> [Written task] Report how many lines in the entries below contain the word "headphones". Give only the number.

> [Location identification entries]
----------

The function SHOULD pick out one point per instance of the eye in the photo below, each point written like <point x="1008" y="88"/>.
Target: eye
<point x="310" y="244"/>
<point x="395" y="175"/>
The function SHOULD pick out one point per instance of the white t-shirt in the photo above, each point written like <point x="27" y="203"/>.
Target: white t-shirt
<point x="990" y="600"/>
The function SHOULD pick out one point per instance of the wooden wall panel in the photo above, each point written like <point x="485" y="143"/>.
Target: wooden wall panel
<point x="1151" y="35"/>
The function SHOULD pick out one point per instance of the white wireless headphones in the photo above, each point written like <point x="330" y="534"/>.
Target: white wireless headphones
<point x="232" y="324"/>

----------

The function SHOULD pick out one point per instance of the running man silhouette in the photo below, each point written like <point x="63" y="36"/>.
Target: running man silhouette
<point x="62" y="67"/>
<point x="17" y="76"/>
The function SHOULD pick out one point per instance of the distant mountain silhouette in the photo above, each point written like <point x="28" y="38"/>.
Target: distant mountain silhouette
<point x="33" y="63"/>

----------

> [Answer to the problem] 2